:: Deine Aufgabe ::
Gib die folgenden Daten Zeile für Zeile als nummerierte Liste aus, ohne Leerzeilen und ohne die Bilder.

Datenauszüge mit Box-Beschriftung
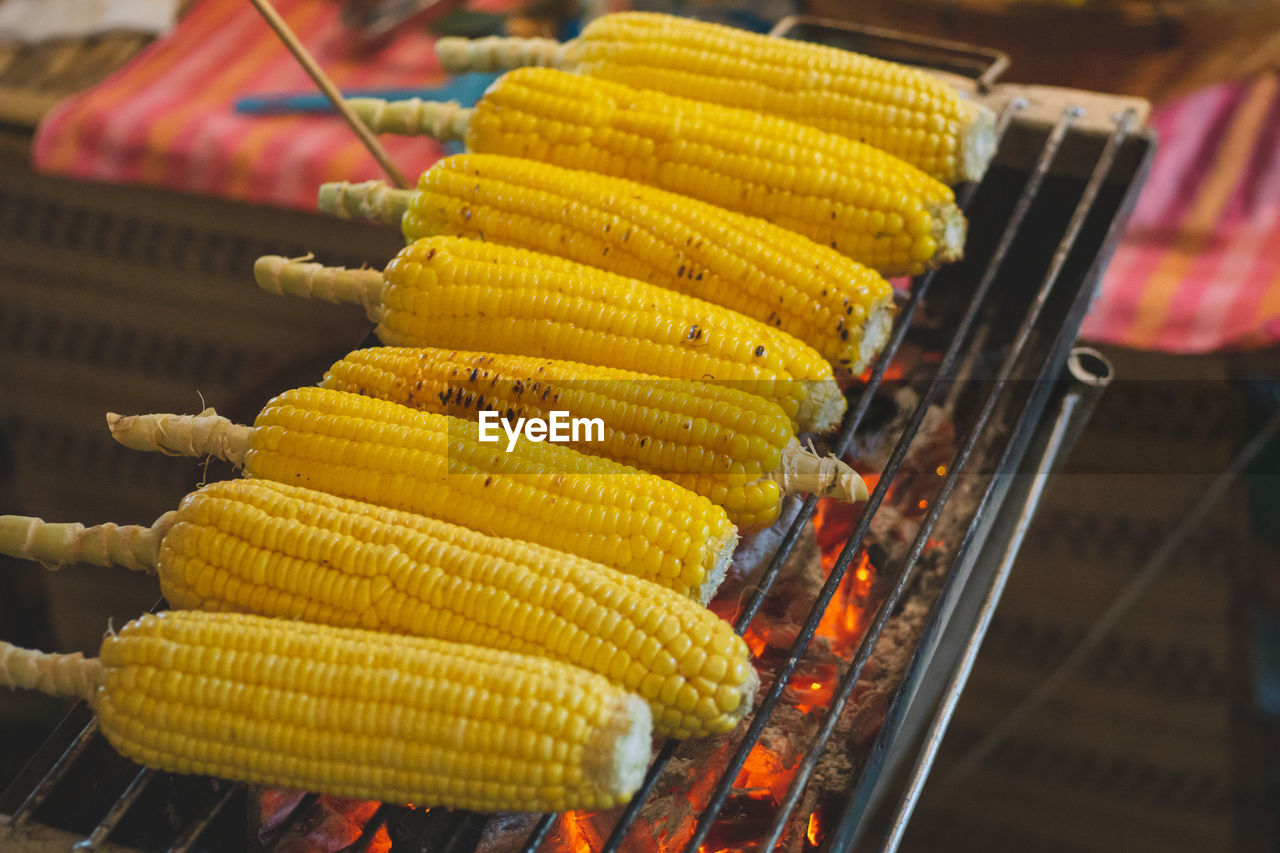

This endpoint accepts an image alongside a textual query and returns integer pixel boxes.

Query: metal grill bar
[685,103,1075,853]
[9,717,97,833]
[74,767,156,852]
[168,783,242,853]
[764,109,1133,849]
[880,348,1105,853]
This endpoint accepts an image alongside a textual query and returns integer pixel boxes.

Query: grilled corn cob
[320,154,893,375]
[0,611,650,811]
[108,388,737,603]
[0,479,756,738]
[348,68,965,275]
[320,347,867,528]
[435,12,996,183]
[253,237,845,432]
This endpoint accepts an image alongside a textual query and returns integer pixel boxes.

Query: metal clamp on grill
[0,19,1155,853]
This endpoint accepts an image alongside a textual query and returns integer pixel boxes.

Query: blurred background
[0,0,1280,852]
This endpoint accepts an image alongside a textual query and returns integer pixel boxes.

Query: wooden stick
[250,0,410,190]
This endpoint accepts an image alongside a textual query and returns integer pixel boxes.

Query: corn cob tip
[0,511,177,573]
[106,409,253,465]
[316,181,413,225]
[253,255,383,323]
[691,524,737,605]
[772,438,868,503]
[0,643,102,699]
[435,36,564,74]
[959,104,996,181]
[796,379,846,433]
[584,693,653,800]
[928,201,969,266]
[832,297,896,379]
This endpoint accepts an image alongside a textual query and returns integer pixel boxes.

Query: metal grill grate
[0,20,1153,853]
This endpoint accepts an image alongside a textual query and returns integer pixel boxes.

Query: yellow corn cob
[348,68,965,275]
[435,12,996,183]
[320,154,893,375]
[253,237,845,432]
[0,480,756,738]
[0,611,650,811]
[321,347,867,529]
[108,388,737,603]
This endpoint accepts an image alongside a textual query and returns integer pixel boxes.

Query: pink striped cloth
[35,0,455,210]
[1083,72,1280,352]
[27,0,1280,352]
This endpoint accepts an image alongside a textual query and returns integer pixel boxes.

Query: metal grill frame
[0,18,1153,853]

:: Lösung ::
1. This endpoint accepts an image alongside a textual query and returns integer pixel boxes.
2. Query: metal grill bar
3. [685,103,1075,853]
4. [9,717,97,833]
5. [74,767,156,852]
6. [168,783,242,853]
7. [764,109,1133,849]
8. [880,348,1105,853]
9. This endpoint accepts an image alongside a textual query and returns integer pixel boxes.
10. Query: grilled corn cob
11. [320,154,893,375]
12. [0,611,650,811]
13. [108,388,737,603]
14. [0,479,756,738]
15. [348,68,965,275]
16. [320,347,867,528]
17. [435,12,996,183]
18. [253,237,845,432]
19. This endpoint accepts an image alongside a textual query and returns integer pixel boxes.
20. Query: metal clamp on grill
21. [0,19,1155,853]
22. This endpoint accepts an image alongside a textual query and returns integer pixel boxes.
23. Query: blurred background
24. [0,0,1280,852]
25. This endpoint accepts an image alongside a textual query and returns integer pixel boxes.
26. Query: wooden stick
27. [250,0,410,190]
28. This endpoint accepts an image alongside a textual query and returns integer pixel boxes.
29. Query: corn cob tip
30. [0,511,177,573]
31. [106,409,253,465]
32. [316,181,413,225]
33. [253,255,383,323]
34. [691,524,737,605]
35. [772,438,868,503]
36. [0,643,102,699]
37. [435,36,564,74]
38. [959,104,996,181]
39. [796,379,846,433]
40. [584,693,653,800]
41. [928,201,969,266]
42. [832,297,896,379]
43. This endpoint accepts an image alongside a textual query and returns integer pixel boxes.
44. Query: metal grill grate
45. [0,20,1153,853]
46. This endpoint accepts an image alongside a textual query and returns integer pixel boxes.
47. Query: yellow corn cob
48. [348,68,965,275]
49. [435,12,996,183]
50. [320,154,893,375]
51. [253,237,845,432]
52. [0,480,756,738]
53. [0,611,650,811]
54. [321,347,867,529]
55. [108,388,737,603]
56. This endpoint accepts an image alongside a textual query and returns integer pixel boxes.
57. Query: pink striped cloth
58. [35,0,455,210]
59. [1083,72,1280,352]
60. [27,0,1280,352]
61. This endpoint accepts an image alongside a textual query and returns integer pixel boxes.
62. Query: metal grill frame
63. [0,18,1153,853]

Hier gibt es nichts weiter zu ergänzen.